[Records excerpted from a collection]
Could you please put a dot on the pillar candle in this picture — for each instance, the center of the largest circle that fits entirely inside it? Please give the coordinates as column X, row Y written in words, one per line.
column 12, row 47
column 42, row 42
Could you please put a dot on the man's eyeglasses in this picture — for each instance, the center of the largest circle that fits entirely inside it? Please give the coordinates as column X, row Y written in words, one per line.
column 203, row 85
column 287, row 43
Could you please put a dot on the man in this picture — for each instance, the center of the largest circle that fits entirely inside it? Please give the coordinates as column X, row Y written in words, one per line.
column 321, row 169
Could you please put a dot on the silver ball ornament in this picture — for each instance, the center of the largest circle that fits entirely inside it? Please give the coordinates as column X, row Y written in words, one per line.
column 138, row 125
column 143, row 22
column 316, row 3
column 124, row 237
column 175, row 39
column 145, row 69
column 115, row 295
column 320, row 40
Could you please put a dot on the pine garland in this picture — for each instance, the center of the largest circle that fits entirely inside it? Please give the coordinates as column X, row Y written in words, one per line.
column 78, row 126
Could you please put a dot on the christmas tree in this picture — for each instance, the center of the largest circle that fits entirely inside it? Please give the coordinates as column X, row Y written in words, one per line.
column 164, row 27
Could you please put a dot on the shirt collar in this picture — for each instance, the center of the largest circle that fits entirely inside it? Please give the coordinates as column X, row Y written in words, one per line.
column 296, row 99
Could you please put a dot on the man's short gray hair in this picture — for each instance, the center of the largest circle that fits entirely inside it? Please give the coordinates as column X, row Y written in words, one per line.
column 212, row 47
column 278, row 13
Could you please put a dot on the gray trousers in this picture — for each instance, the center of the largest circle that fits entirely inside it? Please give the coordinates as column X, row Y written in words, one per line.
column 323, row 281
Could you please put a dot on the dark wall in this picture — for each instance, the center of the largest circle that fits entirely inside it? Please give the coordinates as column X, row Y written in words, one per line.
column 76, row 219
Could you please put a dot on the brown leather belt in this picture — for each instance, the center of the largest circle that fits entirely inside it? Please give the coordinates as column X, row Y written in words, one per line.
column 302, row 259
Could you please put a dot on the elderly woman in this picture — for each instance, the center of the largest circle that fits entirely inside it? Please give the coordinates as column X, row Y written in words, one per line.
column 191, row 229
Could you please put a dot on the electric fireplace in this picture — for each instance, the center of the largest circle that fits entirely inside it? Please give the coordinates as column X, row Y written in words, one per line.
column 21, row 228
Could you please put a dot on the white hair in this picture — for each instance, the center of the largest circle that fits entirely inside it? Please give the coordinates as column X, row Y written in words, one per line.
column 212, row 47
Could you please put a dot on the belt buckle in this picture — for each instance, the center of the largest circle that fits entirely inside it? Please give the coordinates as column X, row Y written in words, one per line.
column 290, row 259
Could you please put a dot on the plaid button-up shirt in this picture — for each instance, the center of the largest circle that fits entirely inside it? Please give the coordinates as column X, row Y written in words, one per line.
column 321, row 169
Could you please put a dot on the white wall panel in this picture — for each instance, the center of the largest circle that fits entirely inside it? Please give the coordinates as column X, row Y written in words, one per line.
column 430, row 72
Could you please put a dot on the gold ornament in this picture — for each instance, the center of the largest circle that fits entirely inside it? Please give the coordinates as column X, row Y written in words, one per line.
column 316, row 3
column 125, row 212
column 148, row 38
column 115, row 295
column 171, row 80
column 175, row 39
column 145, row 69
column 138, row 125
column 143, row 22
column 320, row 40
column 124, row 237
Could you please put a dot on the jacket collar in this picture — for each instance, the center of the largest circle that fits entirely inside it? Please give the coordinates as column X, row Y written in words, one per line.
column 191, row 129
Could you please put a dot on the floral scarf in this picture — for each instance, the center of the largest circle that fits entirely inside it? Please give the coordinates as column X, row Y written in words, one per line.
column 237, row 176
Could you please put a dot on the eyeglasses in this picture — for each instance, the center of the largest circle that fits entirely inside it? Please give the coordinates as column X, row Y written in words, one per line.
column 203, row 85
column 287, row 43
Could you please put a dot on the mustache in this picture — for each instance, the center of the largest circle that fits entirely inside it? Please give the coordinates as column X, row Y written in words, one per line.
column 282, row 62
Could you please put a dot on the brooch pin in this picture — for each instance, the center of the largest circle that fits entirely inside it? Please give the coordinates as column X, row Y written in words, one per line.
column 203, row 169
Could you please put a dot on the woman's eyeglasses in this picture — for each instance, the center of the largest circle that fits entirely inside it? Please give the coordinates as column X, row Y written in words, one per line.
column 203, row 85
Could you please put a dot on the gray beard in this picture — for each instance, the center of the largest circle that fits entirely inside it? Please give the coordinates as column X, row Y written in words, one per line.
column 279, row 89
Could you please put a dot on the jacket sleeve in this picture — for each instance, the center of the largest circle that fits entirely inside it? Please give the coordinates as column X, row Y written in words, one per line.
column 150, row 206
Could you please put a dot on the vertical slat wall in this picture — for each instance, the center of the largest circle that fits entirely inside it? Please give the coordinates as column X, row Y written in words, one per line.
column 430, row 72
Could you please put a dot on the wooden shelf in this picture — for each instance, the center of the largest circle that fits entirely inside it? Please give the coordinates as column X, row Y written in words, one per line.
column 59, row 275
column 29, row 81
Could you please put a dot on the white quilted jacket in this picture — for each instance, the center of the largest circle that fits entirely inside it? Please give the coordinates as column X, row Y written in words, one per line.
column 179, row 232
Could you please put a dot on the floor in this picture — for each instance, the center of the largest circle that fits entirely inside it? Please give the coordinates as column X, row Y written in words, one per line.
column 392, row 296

## HOW TO COMPLETE THIS TASK
Transcribe all of the records above without altering anything.

## PROBLEM SOLUTION
Could you please put a dot on the pillar candle in this picture — for each instance, the center of the largest circle that fits entirely inside it? Please give the coordinates as column X, row Y written in words, one per line.
column 12, row 47
column 42, row 42
Could you please put a dot on the man's eyeglasses in this picture — for each instance, the center of the largest circle that fits entirely inside it? Please give the coordinates as column X, row Y written in words, one per line.
column 203, row 85
column 287, row 43
Could you please put a dot on the man in this picture — for each instance, the center of the largest circle that fits entirely inside it? Please give the coordinates as column X, row Y written in words, one per line.
column 321, row 169
Could you please put a dot on the silver ball ornament in this picture — for each instance, the center of the largest circle that fits entirely inside it? Please give the coordinates as column X, row Y written in words, one per line.
column 138, row 125
column 143, row 22
column 316, row 3
column 124, row 237
column 175, row 39
column 145, row 69
column 115, row 295
column 320, row 40
Could you please put a dot on the pine garland in this picture — for each instance, the center of the largest circle that fits entirely inside it? Please give the coordinates as column X, row Y written in words, one per line.
column 78, row 126
Could you please put a dot on the christmas tree in this picture — for each instance, the center of the largest circle that fits entirely inside it? Please give the coordinates as column X, row Y written in words, one per line.
column 164, row 27
Could you please put a dot on the shirt collar in this picture — for each instance, the center of the largest circle that fits entirely inside it? Please give the coordinates as column X, row Y written in words, one per line.
column 296, row 99
Could you please put a dot on the man's short gray hair in this picture — for each instance, the center of the largest circle that fits entirely inside it? Please give the coordinates as column X, row Y written in words, one per line.
column 212, row 47
column 278, row 13
Could you please put a dot on the gray trousers in this picture — for each instance, the center of the largest circle that fits entirely inside it? Please give the coordinates as column X, row Y written in words, one per line.
column 323, row 281
Could you please put a dot on the dark wall in this picture — for each instance, the center of the largest circle that fits entirely inside it? Please give the coordinates as column X, row Y written in words, one per line.
column 76, row 219
Could you please put a dot on the brown leather belt in this picture — for each instance, the center of the largest circle that fits entirely inside it? Please give the coordinates as column X, row Y written in words, one per line.
column 302, row 259
Could you please put a dot on the elderly woman in this picture — for each instance, the center of the largest circle that fits entirely inside it? Please give the coordinates as column X, row Y written in words, one per line.
column 191, row 229
Could you please put a dot on the electric fireplace in this picture — for each instance, the center of the largest circle that fits entirely inside it? Please give the coordinates as column X, row Y written in words, one per line.
column 21, row 228
Could you please put a dot on the white hair in this picture — for each instance, the center of the largest circle that fits entirely inside it? Please give the coordinates as column X, row Y written in words, one per line.
column 212, row 47
Could you please put a dot on the belt buckle in this picture — for each instance, the center of the largest circle that fits entirely inside it? Please give the coordinates as column X, row Y written in words, one per line.
column 290, row 259
Could you please put a dot on the plaid button-up shirt in this picture — for each instance, the center of the largest circle that fits entirely inside it? Please give the coordinates as column X, row Y written in words, one per line.
column 321, row 169
Could you please put a dot on the white wall panel in this picture — for each instance, the center of the largest circle that fits entirely inside it? Please give the coordinates as column X, row Y written in words, one per line.
column 430, row 72
Could you please put a dot on the gold ornament in this picture — for each instance, the center of the largest circle that fits entirely inside it? Please give the coordinates as column X, row Y written in words, one per line.
column 316, row 3
column 125, row 212
column 148, row 38
column 115, row 295
column 171, row 80
column 175, row 39
column 145, row 69
column 138, row 125
column 143, row 22
column 320, row 40
column 124, row 237
Could you please put a dot on the jacket collar in this picture — for each instance, the center of the largest circle that fits entirely inside it? Please give the coordinates as column X, row Y written in words, one per line.
column 191, row 129
Could you please put a dot on the floral scarf in this picture — for each instance, the center of the largest circle that fits entirely inside it? Please give the coordinates as column X, row Y written in words, one per line.
column 237, row 176
Could you please put a dot on the eyeglasses in this picture — for each instance, the center of the largest circle that fits entirely inside it? Please give the coordinates as column X, row Y written in words, one per line.
column 203, row 85
column 287, row 43
Could you please put a dot on the mustache in this picture — for each instance, the center of the largest circle that fits entirely inside it? Please give the coordinates as column X, row Y written in words, one per line.
column 282, row 62
Could you please put a dot on the brooch pin in this picture — for each instance, the center of the largest circle that fits entirely inside it? Please give the coordinates as column X, row Y written in words, one per line.
column 203, row 169
Could you please put a dot on the woman's eyeglasses in this picture — for each instance, the center of the largest circle that fits entirely inside it? Please give the coordinates as column X, row Y written in words, one per line.
column 203, row 85
Could you please put a dot on the gray beard in this picture — for each instance, the center of the largest circle that fits entirely inside it? Please give the coordinates as column X, row Y written in words, one per line.
column 279, row 89
Could you please put a dot on the jacket sleeve in this picture — for each instance, the center of the largest circle that fits entirely inside it? Please give the coordinates as column X, row Y written in words, one per line.
column 150, row 206
Could you please put a dot on the vertical slat wall in this picture — for each instance, the center of the largest circle that fits entirely inside it? Please give the coordinates as column X, row Y written in words, one per line.
column 430, row 72
Could you please put a dot on the wooden shelf in this picture — for each instance, the center of the largest circle that fits entirely inside it? Please give the coordinates as column X, row Y written in words, one per line.
column 59, row 275
column 29, row 81
Could you please put a dot on the white quilted jacket in this picture — for each instance, the center of the largest circle that fits entirely inside it? Please give the coordinates as column X, row Y written in words, one per line.
column 179, row 232
Could you please put a dot on the floor in this picture — for each instance, the center of the largest circle that fits entirely inside it? Please give the coordinates as column X, row Y written in words, one per line.
column 392, row 296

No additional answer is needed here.